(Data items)
»»
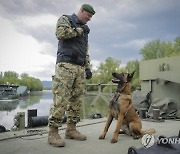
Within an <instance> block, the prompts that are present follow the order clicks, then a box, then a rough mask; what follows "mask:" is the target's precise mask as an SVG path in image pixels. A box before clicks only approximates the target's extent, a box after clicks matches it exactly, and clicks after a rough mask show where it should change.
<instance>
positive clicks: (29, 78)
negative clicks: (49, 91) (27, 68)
mask: <svg viewBox="0 0 180 154" xmlns="http://www.w3.org/2000/svg"><path fill="white" fill-rule="evenodd" d="M7 83H9V84H15V85H18V86H27V88H28V90H30V91H42V90H43V84H42V82H41V80H40V79H37V78H34V77H31V76H29V75H28V74H27V73H23V74H21V75H19V74H18V73H16V72H14V71H6V72H4V73H2V72H1V73H0V84H7Z"/></svg>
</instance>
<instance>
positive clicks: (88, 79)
mask: <svg viewBox="0 0 180 154" xmlns="http://www.w3.org/2000/svg"><path fill="white" fill-rule="evenodd" d="M85 71H86V79H88V80H89V79H91V78H92V72H91V70H90V69H89V68H88V69H86V70H85Z"/></svg>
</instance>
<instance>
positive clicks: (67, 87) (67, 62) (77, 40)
mask: <svg viewBox="0 0 180 154" xmlns="http://www.w3.org/2000/svg"><path fill="white" fill-rule="evenodd" d="M94 14H95V11H94V9H93V7H92V6H91V5H89V4H83V5H82V6H81V8H80V10H79V11H78V13H77V15H76V14H72V15H63V16H61V17H60V18H59V19H58V22H57V25H56V37H57V39H58V40H59V43H58V51H57V61H56V68H55V76H53V79H52V80H53V82H52V91H53V94H54V98H53V104H52V106H51V108H50V115H49V118H48V126H49V133H48V142H49V144H51V145H52V146H56V147H63V146H64V145H65V141H64V140H63V139H62V138H61V137H60V135H59V134H58V127H60V126H61V125H62V120H63V116H64V113H65V112H66V114H67V128H66V132H65V138H66V139H75V140H81V141H83V140H86V136H85V135H83V134H81V133H80V132H79V131H77V130H76V124H77V123H78V122H79V121H80V109H81V104H82V99H83V95H84V93H85V76H86V79H91V78H92V73H91V71H90V62H89V55H88V53H87V52H88V34H89V32H90V29H89V27H88V26H87V25H86V23H87V22H88V21H90V20H91V18H92V16H93V15H94Z"/></svg>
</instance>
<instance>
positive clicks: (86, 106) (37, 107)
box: [0, 90, 108, 130]
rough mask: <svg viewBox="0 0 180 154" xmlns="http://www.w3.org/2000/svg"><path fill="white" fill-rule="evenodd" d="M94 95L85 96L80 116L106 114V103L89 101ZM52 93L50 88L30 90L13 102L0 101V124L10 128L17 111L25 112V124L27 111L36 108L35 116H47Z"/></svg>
mask: <svg viewBox="0 0 180 154" xmlns="http://www.w3.org/2000/svg"><path fill="white" fill-rule="evenodd" d="M94 98H95V96H86V97H85V101H84V103H83V106H82V111H81V118H89V117H90V115H91V114H92V113H101V115H102V116H106V115H107V110H108V104H107V103H105V102H103V101H102V100H98V101H97V102H98V103H96V104H93V105H92V104H91V103H90V102H91V101H92V100H93V99H94ZM52 99H53V94H52V92H51V91H50V90H45V91H40V92H32V93H30V94H29V95H28V96H26V97H22V98H20V99H19V100H18V101H13V102H0V125H3V126H4V127H5V128H6V129H9V130H10V129H11V128H12V126H13V125H14V116H15V115H16V114H17V113H18V112H25V126H27V111H28V110H32V109H37V116H47V115H48V114H49V109H50V105H51V104H52Z"/></svg>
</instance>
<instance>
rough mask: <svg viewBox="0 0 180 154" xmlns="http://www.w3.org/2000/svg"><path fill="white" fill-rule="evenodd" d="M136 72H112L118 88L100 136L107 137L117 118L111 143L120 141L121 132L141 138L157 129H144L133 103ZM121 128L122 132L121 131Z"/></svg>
mask: <svg viewBox="0 0 180 154" xmlns="http://www.w3.org/2000/svg"><path fill="white" fill-rule="evenodd" d="M134 73H135V72H133V73H115V72H114V73H112V76H113V77H114V78H113V79H112V82H113V83H117V84H118V86H117V89H116V92H115V95H114V97H113V99H112V100H111V101H110V103H109V112H108V117H107V121H106V124H105V128H104V131H103V133H102V134H101V135H100V136H99V139H105V136H106V134H107V132H108V129H109V126H110V125H111V122H112V120H113V118H115V119H116V120H117V124H116V128H115V131H114V135H113V137H112V139H111V143H116V142H117V141H118V136H119V134H120V133H124V134H127V135H129V136H133V138H134V139H139V138H141V137H142V136H143V135H144V134H153V133H155V132H156V131H155V129H154V128H151V129H149V130H146V131H142V123H141V120H140V118H139V116H138V113H137V112H136V110H135V107H134V106H133V104H132V99H131V80H132V78H133V75H134ZM120 129H121V130H122V132H120Z"/></svg>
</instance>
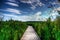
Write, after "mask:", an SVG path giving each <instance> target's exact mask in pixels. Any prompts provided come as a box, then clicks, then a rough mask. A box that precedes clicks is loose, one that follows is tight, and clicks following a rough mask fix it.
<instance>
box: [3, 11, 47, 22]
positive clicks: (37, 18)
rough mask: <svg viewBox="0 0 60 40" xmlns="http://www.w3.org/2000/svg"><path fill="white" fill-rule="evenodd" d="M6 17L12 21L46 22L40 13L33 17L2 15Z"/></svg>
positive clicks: (36, 14)
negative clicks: (38, 21)
mask: <svg viewBox="0 0 60 40" xmlns="http://www.w3.org/2000/svg"><path fill="white" fill-rule="evenodd" d="M4 15H5V16H6V17H10V18H12V19H13V20H18V21H46V18H44V17H42V16H40V15H41V12H37V13H36V14H34V15H22V16H17V15H12V14H4Z"/></svg>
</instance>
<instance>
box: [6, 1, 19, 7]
mask: <svg viewBox="0 0 60 40" xmlns="http://www.w3.org/2000/svg"><path fill="white" fill-rule="evenodd" d="M6 4H8V5H11V6H16V7H18V6H19V5H18V4H16V3H12V2H6Z"/></svg>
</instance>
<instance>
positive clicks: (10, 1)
mask: <svg viewBox="0 0 60 40" xmlns="http://www.w3.org/2000/svg"><path fill="white" fill-rule="evenodd" d="M8 1H10V2H16V1H15V0H8Z"/></svg>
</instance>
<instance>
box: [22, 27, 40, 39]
mask: <svg viewBox="0 0 60 40" xmlns="http://www.w3.org/2000/svg"><path fill="white" fill-rule="evenodd" d="M21 40H40V39H39V36H38V35H37V33H36V32H35V30H34V29H33V27H32V26H28V28H27V30H26V31H25V33H24V34H23V36H22V38H21Z"/></svg>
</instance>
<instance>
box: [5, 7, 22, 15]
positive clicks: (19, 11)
mask: <svg viewBox="0 0 60 40" xmlns="http://www.w3.org/2000/svg"><path fill="white" fill-rule="evenodd" d="M6 11H8V12H12V13H16V14H21V13H20V11H19V10H17V9H12V8H7V9H6Z"/></svg>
««
▶ [Exercise prompt]:
Copy out each line in the entries above that contains the string "clicks".

▶ [Exercise solution]:
Within an <instance> block, the prompts that are present follow the order clicks, then a box, then a rough mask; what follows "mask:" is the target's precise mask as an SVG path in image pixels. A box before clicks only approximates the target's extent, a box after clicks matches it exactly, and clicks after a rough mask show where it should change.
positive clicks: (29, 78)
negative clicks: (49, 91) (27, 68)
positive clicks: (88, 79)
positive clicks: (67, 87) (67, 62) (77, 40)
positive clicks: (86, 106) (37, 107)
Write, after "mask:", an SVG path giving each <instance> target's exact mask in pixels. Any prompts provided come as a box, then clicks, then a rough mask. A box that precedes clicks is loose, one that follows is tight, and clicks following a rough mask fix it.
positive clicks: (37, 18)
positive clicks: (36, 14)
negative clicks: (38, 21)
positive clicks: (10, 1)
positive clicks: (19, 11)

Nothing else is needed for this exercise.